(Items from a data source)
BEGIN

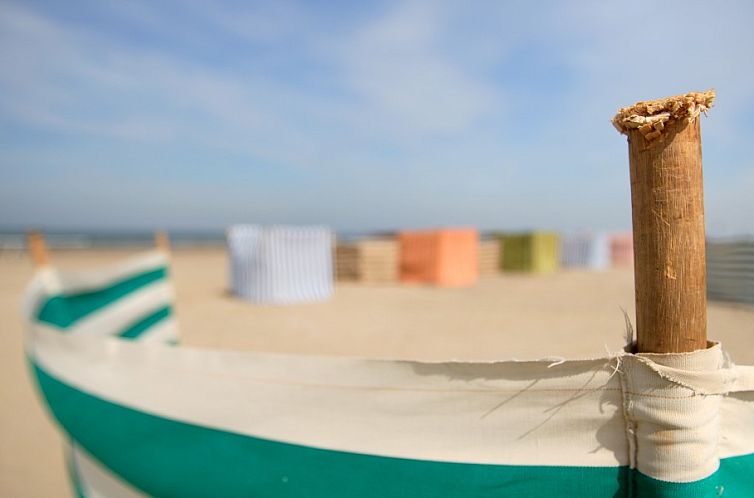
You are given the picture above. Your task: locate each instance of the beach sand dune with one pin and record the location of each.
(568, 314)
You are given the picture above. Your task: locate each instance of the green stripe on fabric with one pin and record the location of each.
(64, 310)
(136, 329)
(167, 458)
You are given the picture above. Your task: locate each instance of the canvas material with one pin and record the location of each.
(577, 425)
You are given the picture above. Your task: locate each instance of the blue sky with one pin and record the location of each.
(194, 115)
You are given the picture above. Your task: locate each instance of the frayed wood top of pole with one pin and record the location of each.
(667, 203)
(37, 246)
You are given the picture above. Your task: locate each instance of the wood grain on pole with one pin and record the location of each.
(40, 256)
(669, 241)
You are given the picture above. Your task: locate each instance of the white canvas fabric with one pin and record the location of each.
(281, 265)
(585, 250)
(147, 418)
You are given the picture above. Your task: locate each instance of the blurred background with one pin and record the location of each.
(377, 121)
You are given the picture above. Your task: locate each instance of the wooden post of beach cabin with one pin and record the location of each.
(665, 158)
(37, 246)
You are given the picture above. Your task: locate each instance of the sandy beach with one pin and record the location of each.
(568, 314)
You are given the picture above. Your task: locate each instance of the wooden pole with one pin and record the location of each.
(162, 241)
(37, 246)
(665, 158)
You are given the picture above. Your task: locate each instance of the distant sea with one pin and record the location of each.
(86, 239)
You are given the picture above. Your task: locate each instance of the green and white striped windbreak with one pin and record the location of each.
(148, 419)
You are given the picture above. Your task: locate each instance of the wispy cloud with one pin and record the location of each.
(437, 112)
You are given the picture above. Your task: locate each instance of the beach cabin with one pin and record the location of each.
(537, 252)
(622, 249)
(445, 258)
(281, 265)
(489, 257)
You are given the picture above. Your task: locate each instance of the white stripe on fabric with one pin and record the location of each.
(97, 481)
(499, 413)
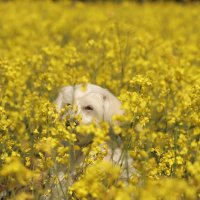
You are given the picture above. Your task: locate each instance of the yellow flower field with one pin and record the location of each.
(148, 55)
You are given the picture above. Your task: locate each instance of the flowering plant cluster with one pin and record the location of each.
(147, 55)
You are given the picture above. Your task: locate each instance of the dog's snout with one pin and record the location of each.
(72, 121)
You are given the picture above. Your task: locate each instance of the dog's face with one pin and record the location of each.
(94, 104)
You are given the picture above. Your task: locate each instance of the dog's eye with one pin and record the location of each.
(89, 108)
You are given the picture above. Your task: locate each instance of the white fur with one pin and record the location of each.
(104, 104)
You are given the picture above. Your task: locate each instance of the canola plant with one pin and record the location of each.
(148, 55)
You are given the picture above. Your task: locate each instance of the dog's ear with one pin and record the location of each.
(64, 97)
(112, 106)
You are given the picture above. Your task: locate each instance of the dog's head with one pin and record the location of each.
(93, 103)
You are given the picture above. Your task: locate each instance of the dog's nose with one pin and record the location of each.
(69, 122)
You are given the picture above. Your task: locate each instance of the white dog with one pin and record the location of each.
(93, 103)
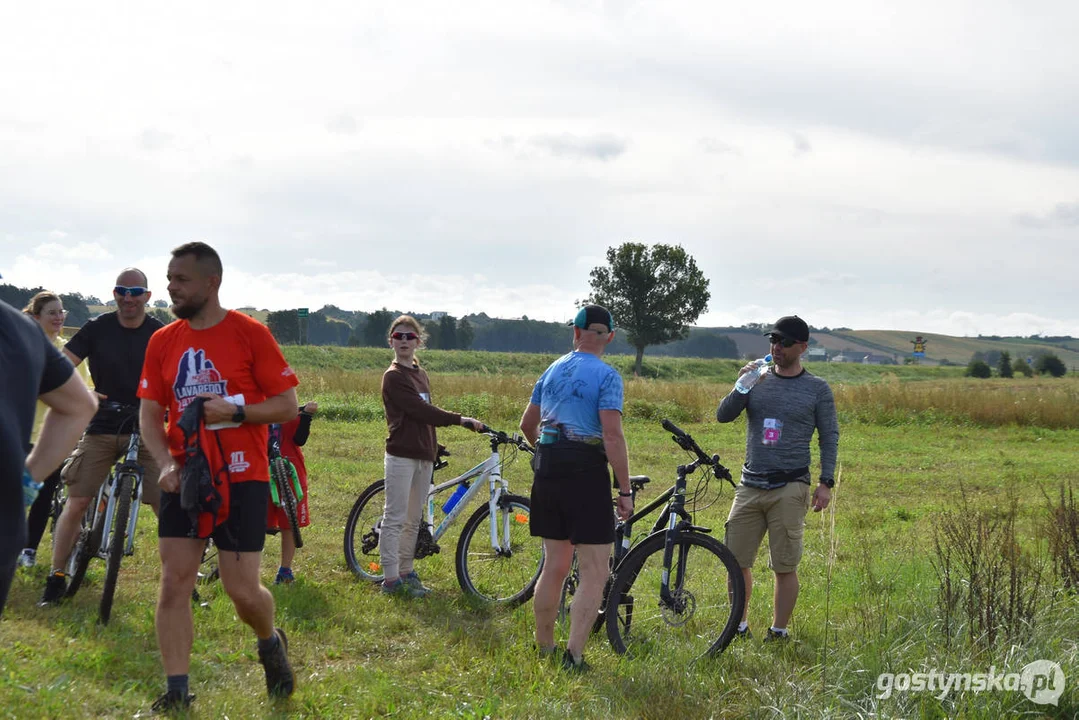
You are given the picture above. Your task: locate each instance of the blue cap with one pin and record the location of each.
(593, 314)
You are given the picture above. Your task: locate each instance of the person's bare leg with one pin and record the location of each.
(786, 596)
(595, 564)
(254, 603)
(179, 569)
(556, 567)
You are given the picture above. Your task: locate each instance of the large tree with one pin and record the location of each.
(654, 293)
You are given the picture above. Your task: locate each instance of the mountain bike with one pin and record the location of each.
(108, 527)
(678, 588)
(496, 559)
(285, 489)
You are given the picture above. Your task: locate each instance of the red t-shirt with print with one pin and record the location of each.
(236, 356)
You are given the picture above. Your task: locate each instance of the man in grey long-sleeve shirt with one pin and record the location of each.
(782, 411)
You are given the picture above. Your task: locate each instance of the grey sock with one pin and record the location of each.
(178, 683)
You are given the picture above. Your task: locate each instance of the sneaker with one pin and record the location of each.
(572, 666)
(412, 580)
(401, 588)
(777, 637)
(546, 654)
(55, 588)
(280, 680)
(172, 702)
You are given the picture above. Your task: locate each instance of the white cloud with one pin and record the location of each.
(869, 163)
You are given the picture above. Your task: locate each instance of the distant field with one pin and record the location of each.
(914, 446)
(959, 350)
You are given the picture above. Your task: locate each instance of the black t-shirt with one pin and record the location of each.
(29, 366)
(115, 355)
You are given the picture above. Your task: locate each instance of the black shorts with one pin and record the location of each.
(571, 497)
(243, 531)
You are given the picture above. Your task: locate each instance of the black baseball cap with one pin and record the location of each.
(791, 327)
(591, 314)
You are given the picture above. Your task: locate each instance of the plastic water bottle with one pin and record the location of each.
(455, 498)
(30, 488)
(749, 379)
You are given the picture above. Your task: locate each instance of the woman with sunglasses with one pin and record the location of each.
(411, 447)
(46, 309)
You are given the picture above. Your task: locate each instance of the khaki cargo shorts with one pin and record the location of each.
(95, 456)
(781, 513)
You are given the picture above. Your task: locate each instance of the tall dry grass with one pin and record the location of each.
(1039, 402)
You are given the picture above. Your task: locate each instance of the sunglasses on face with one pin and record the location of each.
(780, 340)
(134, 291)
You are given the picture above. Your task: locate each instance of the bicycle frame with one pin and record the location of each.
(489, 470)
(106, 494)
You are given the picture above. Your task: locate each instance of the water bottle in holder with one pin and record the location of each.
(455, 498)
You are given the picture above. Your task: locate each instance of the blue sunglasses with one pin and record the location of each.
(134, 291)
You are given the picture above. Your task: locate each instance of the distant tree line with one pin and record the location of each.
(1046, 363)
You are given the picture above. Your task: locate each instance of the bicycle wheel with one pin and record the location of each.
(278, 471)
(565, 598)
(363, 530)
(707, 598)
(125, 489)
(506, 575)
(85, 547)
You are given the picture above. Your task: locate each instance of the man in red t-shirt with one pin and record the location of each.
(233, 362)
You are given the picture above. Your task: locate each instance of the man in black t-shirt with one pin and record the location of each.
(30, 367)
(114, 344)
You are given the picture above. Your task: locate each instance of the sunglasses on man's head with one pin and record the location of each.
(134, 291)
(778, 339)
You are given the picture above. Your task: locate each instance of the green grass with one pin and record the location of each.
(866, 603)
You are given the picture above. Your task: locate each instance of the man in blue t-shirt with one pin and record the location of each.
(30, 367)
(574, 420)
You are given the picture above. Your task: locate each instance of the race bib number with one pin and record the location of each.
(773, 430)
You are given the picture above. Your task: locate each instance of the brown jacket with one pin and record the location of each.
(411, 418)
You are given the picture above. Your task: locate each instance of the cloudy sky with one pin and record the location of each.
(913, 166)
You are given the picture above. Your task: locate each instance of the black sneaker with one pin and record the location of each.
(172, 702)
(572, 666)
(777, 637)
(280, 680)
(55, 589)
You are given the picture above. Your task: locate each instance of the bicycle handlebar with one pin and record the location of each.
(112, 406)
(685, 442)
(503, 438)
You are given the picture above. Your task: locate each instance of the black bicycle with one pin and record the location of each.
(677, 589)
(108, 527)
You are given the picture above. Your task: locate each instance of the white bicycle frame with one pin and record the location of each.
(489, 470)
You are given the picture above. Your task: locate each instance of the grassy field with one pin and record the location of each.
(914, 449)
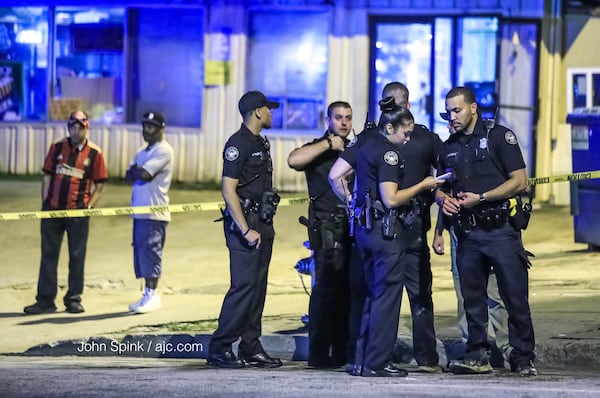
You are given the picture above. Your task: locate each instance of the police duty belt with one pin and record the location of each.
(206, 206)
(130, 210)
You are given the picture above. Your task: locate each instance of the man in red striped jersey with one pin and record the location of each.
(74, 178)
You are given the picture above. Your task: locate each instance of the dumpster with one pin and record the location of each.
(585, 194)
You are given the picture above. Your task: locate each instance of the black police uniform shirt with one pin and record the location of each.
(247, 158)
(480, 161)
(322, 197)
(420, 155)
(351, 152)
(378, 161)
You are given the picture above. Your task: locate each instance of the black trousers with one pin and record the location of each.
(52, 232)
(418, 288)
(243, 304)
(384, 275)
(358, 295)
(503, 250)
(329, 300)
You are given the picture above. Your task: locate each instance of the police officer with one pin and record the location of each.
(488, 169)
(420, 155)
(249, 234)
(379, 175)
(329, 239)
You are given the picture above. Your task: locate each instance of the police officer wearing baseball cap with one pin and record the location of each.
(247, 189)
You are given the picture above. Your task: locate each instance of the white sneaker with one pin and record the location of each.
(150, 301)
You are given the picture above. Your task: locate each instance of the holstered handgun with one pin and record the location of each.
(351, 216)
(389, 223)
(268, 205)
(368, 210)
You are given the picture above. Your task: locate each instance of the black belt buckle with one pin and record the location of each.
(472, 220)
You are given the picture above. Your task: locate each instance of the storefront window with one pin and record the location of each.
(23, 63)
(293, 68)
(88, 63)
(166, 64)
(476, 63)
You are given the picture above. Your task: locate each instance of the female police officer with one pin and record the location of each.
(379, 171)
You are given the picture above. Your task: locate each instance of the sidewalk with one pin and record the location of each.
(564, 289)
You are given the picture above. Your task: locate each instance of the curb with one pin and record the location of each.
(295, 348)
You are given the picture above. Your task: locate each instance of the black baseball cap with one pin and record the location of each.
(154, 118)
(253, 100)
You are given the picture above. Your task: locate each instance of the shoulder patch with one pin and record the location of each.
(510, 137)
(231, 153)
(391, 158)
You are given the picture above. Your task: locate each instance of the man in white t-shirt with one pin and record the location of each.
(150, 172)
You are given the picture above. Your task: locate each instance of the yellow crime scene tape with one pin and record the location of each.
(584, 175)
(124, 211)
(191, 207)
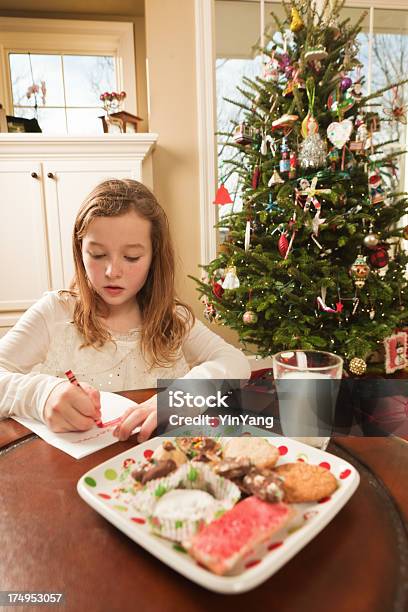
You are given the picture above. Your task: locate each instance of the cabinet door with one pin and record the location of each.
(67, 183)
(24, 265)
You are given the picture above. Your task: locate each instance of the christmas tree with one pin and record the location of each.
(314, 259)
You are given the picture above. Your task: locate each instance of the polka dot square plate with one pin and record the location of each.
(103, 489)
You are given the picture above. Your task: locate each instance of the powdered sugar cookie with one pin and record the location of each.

END

*REQUIRED ACTION*. In the entries above, take the line containing "of the cabinet" and each later line through the last, and repeat them exactly. Output nothing else.

*RESPONSE TO THIS EXERCISE*.
You are given the picture above. Your task: locate each instance of the cabinet door with one pin and record the location of each.
(67, 183)
(24, 265)
You are given the picture above. Your task: locate each instance of the christmas tree with one pin and record the location of each.
(314, 259)
You are given the picture above. Your task: locate each instance of the polka dot square plate with one pin and record the location of each.
(103, 489)
You are given the picture above. Your task: locate each instance of the powdered sugar cookie with one pin and record the location of each.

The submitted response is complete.